▶ [To do] Print every line of the listing below verbatim, without altering, adding, or omitting anything.

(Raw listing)
☆ ☆ ☆ ☆ ☆
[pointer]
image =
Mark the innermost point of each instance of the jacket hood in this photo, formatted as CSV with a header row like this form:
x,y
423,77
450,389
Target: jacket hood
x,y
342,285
☆ ☆ ☆ ☆ ☆
▶ [Full answer]
[pointer]
image =
Mark the innermost point of each instance of the jacket hood in this photo, formatted as CSV with a header row like this form:
x,y
423,77
450,389
Target: jacket hood
x,y
342,285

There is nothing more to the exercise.